Directions:
Pull out each line of the material below that contains the string "chin", and copy those lines in order.
--- Start Provided entries ---
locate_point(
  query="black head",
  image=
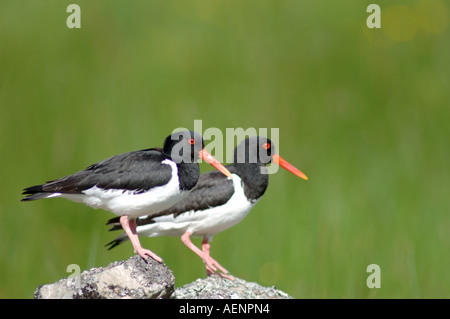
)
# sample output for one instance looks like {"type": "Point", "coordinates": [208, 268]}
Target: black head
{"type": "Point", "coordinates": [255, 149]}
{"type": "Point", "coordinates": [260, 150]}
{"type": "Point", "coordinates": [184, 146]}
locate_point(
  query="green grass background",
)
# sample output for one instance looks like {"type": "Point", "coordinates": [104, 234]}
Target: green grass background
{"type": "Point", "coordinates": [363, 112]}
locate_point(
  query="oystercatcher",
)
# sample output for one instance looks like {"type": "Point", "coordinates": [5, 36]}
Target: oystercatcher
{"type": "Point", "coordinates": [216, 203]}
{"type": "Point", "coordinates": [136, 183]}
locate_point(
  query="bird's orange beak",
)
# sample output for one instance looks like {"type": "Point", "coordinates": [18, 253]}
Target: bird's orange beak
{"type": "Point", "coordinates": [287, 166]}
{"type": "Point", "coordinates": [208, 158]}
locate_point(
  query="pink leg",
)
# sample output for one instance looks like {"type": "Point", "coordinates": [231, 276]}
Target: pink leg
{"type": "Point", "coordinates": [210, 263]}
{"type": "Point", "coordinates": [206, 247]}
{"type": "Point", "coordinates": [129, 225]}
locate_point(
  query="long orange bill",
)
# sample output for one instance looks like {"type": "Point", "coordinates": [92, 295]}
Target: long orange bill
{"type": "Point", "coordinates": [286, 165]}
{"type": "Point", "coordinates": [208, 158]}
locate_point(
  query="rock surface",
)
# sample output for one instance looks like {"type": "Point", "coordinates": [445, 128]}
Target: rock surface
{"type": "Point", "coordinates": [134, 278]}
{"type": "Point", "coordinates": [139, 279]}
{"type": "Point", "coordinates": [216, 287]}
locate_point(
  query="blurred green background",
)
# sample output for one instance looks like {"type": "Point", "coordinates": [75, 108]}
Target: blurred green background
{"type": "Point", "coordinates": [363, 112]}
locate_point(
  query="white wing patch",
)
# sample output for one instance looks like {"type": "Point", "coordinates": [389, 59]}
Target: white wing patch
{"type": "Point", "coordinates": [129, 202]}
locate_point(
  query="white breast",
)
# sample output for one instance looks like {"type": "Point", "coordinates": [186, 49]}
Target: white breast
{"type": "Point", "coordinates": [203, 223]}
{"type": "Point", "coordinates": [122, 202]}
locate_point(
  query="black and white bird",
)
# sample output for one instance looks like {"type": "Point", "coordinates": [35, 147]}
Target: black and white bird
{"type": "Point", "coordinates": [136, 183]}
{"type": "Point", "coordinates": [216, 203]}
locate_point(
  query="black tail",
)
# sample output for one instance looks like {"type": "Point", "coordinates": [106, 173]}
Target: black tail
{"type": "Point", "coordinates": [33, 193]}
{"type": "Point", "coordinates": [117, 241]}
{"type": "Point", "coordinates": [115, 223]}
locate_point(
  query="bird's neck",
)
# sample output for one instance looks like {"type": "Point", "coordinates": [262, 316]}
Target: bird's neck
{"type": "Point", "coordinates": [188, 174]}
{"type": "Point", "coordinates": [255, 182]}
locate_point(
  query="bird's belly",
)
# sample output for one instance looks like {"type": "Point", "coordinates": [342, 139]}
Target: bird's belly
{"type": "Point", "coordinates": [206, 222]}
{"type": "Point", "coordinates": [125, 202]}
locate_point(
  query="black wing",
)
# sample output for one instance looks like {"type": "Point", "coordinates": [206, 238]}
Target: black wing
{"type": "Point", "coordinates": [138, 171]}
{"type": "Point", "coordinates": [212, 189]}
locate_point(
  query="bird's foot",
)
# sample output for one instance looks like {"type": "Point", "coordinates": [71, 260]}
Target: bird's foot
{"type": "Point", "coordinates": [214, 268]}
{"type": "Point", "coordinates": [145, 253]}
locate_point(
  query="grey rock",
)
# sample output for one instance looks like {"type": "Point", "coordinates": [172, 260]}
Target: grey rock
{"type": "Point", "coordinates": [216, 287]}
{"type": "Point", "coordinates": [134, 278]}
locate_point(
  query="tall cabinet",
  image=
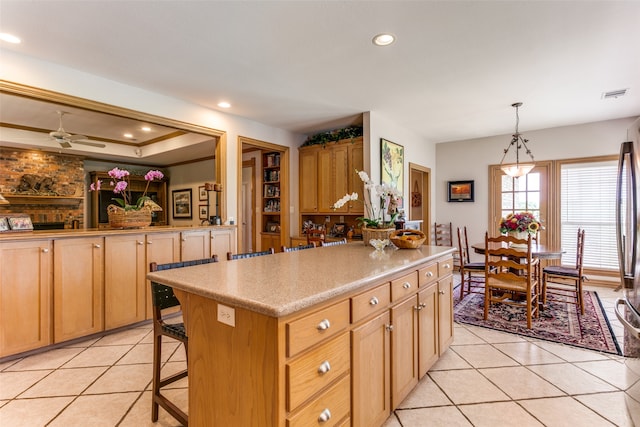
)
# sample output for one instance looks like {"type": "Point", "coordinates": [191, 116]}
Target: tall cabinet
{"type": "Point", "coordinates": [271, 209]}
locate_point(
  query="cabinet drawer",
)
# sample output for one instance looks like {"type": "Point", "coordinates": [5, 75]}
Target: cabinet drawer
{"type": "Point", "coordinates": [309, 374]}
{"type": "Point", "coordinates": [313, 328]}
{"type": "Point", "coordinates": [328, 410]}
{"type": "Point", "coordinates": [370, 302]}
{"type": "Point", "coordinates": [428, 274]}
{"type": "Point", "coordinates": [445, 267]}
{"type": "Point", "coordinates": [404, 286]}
--- End Provided entries ---
--- Start Provided entries ---
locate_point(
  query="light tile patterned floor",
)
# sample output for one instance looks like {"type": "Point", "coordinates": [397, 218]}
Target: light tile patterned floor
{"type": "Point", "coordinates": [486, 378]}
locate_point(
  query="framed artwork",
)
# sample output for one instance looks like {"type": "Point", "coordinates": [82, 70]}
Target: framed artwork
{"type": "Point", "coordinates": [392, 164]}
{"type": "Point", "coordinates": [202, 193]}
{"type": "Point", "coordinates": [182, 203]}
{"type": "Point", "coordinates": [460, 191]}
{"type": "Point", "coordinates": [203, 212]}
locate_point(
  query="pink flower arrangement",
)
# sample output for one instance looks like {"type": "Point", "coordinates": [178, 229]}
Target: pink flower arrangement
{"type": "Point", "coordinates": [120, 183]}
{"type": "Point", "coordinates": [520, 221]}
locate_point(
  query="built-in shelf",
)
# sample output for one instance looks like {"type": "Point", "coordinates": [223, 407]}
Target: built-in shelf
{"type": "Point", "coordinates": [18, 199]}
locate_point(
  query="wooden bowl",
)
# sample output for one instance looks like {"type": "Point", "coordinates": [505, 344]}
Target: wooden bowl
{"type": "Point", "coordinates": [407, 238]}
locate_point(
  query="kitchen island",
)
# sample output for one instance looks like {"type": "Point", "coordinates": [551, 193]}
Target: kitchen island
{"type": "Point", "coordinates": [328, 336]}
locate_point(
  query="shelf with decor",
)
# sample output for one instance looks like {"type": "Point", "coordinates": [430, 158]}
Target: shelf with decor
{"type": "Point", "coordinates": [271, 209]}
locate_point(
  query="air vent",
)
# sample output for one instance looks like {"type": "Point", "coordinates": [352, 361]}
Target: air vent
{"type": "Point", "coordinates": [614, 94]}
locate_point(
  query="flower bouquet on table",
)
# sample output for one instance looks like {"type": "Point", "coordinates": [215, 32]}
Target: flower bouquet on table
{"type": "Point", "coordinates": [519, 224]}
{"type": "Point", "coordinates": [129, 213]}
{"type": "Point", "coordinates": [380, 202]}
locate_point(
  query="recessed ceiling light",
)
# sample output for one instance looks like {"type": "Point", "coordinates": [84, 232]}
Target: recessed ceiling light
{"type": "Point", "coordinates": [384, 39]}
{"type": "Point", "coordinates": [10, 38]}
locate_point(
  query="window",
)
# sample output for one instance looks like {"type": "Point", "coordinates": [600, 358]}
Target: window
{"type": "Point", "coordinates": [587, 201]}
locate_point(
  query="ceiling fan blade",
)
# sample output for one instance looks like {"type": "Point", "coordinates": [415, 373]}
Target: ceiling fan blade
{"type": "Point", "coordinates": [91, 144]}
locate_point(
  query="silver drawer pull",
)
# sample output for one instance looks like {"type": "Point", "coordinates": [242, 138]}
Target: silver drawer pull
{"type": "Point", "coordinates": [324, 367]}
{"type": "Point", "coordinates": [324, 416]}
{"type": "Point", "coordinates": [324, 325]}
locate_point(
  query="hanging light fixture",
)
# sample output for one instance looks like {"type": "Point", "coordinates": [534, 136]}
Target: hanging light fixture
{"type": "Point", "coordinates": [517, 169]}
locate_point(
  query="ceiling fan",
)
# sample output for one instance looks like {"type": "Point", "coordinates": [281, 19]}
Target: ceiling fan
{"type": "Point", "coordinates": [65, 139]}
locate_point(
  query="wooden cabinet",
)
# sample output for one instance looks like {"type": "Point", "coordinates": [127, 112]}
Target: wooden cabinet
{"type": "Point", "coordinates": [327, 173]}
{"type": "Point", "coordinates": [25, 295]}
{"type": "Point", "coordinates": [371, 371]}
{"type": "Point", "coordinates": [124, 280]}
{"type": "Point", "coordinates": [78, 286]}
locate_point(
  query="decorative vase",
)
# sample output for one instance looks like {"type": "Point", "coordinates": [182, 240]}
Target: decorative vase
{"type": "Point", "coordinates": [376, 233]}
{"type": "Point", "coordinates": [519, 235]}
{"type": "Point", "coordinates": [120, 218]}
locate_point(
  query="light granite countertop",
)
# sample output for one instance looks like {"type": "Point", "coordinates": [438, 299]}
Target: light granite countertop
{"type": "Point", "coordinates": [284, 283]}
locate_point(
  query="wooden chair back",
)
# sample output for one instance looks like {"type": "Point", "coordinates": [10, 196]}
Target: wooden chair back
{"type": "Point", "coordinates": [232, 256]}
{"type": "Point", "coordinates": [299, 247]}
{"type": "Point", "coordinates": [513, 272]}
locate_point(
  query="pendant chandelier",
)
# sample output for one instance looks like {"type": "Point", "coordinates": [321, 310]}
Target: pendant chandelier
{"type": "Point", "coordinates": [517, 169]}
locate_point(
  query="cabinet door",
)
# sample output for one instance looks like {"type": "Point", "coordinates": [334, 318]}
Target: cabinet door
--- End Provided entries ---
--- Start Provided entries ---
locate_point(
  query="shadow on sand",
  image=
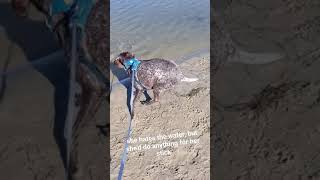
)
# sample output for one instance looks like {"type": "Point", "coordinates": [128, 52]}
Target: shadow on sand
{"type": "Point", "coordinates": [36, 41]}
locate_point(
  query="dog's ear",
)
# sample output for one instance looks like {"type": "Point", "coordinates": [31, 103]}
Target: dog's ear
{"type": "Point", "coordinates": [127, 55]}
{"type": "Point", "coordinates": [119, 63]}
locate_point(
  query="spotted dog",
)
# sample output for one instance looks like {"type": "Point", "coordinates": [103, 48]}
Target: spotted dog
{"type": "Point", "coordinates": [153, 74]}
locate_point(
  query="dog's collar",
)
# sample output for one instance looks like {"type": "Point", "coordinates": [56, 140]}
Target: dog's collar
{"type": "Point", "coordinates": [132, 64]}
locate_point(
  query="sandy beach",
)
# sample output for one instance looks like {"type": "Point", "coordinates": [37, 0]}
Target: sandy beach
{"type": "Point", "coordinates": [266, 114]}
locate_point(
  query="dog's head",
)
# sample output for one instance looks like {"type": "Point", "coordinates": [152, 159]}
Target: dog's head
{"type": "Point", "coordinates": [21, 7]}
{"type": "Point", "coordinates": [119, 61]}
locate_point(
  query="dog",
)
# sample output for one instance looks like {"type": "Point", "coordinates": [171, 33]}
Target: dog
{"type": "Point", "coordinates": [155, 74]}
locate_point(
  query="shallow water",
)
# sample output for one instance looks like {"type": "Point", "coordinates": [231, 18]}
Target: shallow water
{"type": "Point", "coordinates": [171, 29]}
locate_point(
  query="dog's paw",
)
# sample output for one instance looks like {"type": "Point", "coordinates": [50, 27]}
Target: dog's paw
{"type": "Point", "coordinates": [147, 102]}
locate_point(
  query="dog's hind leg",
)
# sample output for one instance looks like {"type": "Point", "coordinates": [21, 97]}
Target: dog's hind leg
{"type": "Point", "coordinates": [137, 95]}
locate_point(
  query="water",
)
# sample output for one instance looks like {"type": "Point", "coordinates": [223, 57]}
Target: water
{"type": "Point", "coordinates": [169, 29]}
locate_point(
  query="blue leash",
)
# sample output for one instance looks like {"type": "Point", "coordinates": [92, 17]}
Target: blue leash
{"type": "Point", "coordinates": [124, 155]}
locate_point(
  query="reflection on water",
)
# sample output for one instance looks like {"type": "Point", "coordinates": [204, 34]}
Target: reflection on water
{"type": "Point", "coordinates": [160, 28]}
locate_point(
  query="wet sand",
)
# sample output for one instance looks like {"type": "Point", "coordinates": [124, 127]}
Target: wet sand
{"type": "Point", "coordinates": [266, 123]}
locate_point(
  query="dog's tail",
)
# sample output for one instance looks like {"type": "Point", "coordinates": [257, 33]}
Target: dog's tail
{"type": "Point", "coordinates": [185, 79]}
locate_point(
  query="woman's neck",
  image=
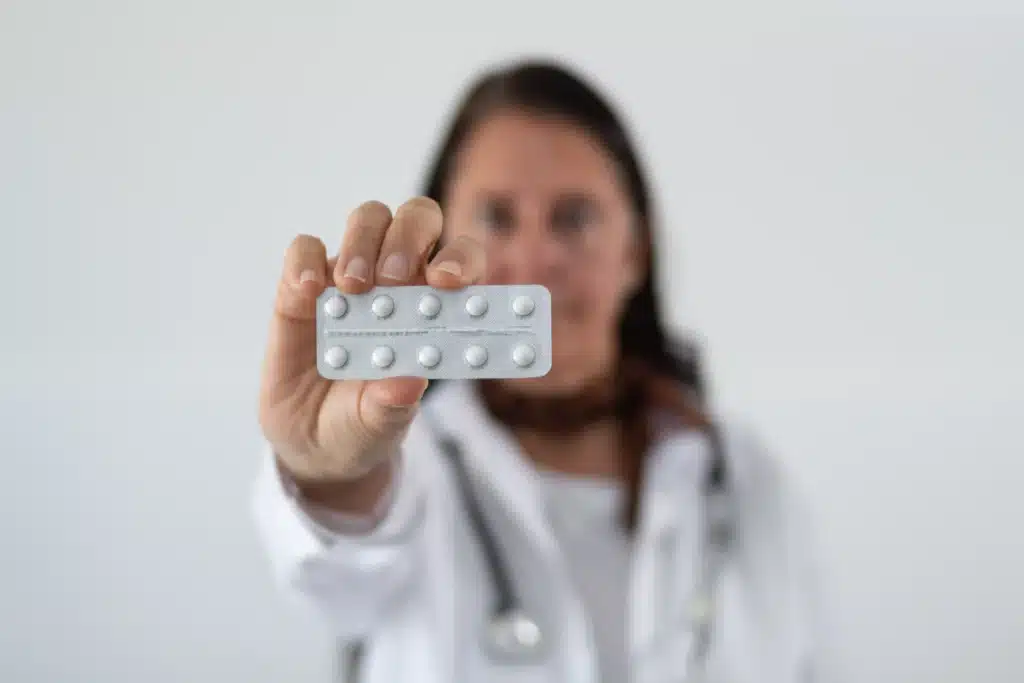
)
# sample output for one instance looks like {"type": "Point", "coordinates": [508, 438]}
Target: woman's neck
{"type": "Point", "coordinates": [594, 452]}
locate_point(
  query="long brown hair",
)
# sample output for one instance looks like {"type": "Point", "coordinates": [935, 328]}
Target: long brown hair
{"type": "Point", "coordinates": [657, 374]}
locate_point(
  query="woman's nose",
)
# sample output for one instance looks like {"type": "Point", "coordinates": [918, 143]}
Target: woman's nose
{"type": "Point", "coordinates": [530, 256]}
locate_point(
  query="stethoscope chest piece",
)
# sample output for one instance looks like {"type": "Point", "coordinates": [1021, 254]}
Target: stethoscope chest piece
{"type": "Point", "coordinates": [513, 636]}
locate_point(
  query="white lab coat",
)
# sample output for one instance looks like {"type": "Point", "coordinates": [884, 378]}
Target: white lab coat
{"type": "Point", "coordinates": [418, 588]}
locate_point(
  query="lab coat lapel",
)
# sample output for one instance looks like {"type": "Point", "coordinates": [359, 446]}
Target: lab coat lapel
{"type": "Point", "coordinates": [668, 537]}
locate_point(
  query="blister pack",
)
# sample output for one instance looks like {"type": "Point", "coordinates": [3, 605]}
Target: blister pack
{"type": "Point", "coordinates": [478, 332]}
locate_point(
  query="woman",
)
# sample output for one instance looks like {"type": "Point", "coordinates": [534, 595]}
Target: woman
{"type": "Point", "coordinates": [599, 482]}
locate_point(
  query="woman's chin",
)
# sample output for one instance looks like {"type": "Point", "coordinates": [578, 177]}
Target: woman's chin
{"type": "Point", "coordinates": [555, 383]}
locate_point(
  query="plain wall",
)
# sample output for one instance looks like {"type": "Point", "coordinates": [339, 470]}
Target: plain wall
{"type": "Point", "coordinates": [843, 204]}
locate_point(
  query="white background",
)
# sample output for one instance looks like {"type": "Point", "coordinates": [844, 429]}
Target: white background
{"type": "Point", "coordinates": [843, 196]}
--- End Provided entries ---
Task output:
  query="woman's chin",
Target: woman's chin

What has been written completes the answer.